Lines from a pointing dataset
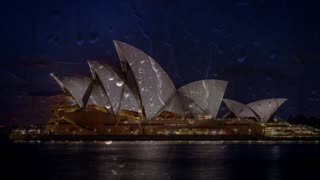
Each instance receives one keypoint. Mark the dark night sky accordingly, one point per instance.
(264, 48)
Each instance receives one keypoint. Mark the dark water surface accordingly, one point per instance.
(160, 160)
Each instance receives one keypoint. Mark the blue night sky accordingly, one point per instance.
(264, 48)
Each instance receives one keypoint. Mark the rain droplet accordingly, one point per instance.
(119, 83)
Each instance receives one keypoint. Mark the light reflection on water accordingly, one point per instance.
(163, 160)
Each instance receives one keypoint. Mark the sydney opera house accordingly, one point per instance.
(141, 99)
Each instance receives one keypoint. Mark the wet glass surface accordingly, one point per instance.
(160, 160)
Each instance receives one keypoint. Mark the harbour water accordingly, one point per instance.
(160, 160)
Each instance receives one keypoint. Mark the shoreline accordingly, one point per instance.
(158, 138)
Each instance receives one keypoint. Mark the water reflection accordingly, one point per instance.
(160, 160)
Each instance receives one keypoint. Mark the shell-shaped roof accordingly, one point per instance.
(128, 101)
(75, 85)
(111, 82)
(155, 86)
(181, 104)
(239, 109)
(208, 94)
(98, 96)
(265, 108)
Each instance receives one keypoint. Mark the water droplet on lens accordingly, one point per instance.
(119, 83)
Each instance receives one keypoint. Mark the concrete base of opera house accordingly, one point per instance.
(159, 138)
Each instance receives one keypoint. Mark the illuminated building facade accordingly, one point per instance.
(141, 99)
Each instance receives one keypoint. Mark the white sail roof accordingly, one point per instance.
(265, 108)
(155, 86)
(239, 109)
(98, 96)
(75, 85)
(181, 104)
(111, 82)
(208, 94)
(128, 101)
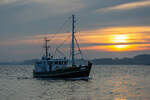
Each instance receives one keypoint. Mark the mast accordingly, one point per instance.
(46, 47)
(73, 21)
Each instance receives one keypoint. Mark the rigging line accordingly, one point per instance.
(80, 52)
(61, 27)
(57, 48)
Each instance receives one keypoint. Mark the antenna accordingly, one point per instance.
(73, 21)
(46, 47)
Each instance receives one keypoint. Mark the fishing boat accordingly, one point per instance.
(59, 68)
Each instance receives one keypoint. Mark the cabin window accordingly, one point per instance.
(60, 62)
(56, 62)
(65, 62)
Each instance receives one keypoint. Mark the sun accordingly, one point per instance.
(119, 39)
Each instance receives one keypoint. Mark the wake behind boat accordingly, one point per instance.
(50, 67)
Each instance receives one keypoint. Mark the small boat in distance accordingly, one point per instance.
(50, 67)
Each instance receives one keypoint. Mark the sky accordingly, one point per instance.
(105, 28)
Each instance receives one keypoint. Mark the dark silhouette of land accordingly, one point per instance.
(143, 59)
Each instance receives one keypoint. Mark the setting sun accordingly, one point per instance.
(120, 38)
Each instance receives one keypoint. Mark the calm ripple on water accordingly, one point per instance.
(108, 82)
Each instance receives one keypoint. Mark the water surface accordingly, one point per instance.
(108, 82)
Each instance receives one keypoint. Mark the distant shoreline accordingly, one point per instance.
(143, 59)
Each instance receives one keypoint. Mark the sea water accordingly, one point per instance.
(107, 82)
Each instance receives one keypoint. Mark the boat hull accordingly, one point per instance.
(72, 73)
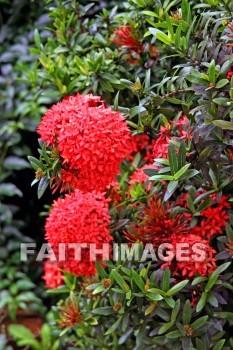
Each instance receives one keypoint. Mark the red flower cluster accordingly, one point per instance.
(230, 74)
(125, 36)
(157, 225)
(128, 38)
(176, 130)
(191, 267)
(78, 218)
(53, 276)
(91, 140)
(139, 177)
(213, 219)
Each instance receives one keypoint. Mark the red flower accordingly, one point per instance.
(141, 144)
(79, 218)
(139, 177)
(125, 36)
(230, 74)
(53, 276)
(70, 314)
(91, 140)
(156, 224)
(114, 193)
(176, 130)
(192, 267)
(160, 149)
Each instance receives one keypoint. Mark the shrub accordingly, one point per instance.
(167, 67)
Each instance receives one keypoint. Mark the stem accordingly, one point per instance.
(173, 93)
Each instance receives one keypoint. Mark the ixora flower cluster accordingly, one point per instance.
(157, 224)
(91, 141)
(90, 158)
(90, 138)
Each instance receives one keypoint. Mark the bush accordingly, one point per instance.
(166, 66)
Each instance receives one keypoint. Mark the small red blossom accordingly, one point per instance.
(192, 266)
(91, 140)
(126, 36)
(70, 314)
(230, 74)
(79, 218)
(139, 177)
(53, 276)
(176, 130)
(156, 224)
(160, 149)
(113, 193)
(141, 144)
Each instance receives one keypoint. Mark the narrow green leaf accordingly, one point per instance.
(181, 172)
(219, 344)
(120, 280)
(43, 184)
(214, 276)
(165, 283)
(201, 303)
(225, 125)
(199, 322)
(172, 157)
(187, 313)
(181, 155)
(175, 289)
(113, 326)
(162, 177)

> [WHAT IS NEEDED]: Write out the lines above as a numbered list, from the line containing "Each instance receives one keypoint. Mark the small red" through the last line, and skip any blank lines.

> [REPLY TO THE TASK]:
1. Each instance receives one keypoint. Mark the small red blossom accordingly, one point per instance.
2. (192, 266)
3. (91, 140)
4. (126, 36)
5. (70, 314)
6. (230, 74)
7. (79, 218)
8. (139, 177)
9. (53, 276)
10. (176, 130)
11. (156, 224)
12. (160, 149)
13. (113, 193)
14. (141, 144)
15. Each instance receives one keypoint. Mark the narrow green leaf accordingly, one point per instance.
16. (181, 172)
17. (219, 344)
18. (120, 280)
19. (43, 184)
20. (214, 276)
21. (165, 283)
22. (201, 303)
23. (225, 125)
24. (199, 322)
25. (172, 157)
26. (187, 313)
27. (181, 155)
28. (175, 289)
29. (113, 326)
30. (162, 177)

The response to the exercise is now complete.